▸ **Set task**
Exactly reproduce the lines beginning with the line that includes "point_to MUST place one pin on each instance of the girl" and ending with the last line of the data.

## start Entries shown

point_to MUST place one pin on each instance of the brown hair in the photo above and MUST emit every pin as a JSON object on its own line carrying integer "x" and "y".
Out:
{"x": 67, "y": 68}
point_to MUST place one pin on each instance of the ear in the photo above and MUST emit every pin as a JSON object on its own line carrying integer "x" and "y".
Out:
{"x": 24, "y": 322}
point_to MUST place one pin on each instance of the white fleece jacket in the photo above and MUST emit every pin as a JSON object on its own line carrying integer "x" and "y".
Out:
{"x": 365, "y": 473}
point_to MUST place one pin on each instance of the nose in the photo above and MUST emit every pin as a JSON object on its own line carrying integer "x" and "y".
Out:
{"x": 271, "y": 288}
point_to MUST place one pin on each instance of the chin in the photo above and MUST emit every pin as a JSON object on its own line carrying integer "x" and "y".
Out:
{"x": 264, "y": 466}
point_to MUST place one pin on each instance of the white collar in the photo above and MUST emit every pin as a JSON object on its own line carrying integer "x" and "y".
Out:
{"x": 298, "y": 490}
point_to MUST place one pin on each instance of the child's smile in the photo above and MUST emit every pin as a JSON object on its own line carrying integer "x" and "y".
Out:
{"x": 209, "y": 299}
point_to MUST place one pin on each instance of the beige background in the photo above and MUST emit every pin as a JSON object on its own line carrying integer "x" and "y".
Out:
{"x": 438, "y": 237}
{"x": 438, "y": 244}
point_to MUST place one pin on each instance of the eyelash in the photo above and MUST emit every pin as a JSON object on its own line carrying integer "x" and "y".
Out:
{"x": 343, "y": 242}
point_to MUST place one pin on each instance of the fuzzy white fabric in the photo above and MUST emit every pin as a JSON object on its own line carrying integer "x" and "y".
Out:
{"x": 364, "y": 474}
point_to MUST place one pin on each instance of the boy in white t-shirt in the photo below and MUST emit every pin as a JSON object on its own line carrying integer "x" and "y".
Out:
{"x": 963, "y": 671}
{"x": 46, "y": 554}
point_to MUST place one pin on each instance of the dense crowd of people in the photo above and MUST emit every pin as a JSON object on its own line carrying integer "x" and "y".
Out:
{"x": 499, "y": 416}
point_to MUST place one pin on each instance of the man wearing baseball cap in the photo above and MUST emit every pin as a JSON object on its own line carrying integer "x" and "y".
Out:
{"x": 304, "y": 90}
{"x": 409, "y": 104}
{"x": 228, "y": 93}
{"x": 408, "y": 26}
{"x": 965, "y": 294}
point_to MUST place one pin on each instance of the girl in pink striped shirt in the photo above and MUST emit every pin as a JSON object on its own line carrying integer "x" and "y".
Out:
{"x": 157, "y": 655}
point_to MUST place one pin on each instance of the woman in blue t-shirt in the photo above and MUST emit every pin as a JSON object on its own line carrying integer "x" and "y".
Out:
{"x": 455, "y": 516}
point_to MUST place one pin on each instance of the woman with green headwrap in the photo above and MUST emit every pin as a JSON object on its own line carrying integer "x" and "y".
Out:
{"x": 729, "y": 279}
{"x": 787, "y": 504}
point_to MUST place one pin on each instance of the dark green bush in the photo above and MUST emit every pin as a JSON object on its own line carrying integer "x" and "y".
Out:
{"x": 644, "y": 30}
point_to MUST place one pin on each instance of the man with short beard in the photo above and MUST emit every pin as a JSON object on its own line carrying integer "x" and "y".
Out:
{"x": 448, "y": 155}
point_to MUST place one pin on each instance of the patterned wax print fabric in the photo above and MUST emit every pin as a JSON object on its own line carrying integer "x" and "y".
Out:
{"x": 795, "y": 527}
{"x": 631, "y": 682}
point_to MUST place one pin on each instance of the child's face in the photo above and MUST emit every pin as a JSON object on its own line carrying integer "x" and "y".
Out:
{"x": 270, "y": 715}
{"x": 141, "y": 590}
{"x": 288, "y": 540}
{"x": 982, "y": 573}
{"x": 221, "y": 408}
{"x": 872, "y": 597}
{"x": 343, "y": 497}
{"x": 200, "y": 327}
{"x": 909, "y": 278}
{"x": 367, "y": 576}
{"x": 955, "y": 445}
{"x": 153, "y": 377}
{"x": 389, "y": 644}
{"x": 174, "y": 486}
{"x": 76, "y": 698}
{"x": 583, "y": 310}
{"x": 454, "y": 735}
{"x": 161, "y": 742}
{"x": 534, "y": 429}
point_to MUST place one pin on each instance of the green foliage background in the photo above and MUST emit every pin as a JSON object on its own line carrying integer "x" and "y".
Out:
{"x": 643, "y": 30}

## end Entries shown

▸ **Solved problem**
point_to MUST place one pin on each instance of the girl in pink striped shirt in the photo above and MUST emit every pin as a JSON object on its own line carrying integer "x" and "y".
Out:
{"x": 157, "y": 655}
point_to MUST place one pin on each instance of the woman in blue t-shirt in the photo above and MUST emit every pin as a JSON object on its own line carrying integer "x" and "y".
Out:
{"x": 455, "y": 516}
point_to MUST place one pin on each instance of the woman with green headwrap in the photo above and MUST emit every pin as a JSON object on its own line carrying integer "x" and "y".
Out:
{"x": 729, "y": 279}
{"x": 787, "y": 504}
point_to MUST place one pin on each instance of the dark green bush in the photo above and MUST emit every pin as a JSON object on its own line carrying integer "x" and "y".
Out:
{"x": 644, "y": 30}
point_to MUST place one pin on each instance of the man with short beard in the photo above and MUST emit every pin as a JSON object on its own line carrying integer "x" and "y".
Out:
{"x": 448, "y": 155}
point_to MUST place one pin on each instance of the patterned wax print fabric in the photo above and MUST emit every pin as a JSON object on its own line carrying integer "x" and "y".
Out:
{"x": 795, "y": 527}
{"x": 631, "y": 682}
point_to MUST place one pin on each instance of the child's face in the photo above and MUST emit every pin as a JSON object on its own line carrying integer "x" and "y".
Out:
{"x": 270, "y": 715}
{"x": 141, "y": 590}
{"x": 288, "y": 540}
{"x": 982, "y": 573}
{"x": 221, "y": 408}
{"x": 872, "y": 597}
{"x": 343, "y": 497}
{"x": 200, "y": 327}
{"x": 909, "y": 278}
{"x": 367, "y": 576}
{"x": 955, "y": 445}
{"x": 153, "y": 377}
{"x": 389, "y": 644}
{"x": 174, "y": 486}
{"x": 76, "y": 698}
{"x": 583, "y": 310}
{"x": 454, "y": 735}
{"x": 161, "y": 742}
{"x": 534, "y": 429}
point_to MUST place one pin on each instance of the green foliage background in the photo above and MUST emit every pin as a JSON object on its own line carrying integer "x" and "y".
Out:
{"x": 643, "y": 30}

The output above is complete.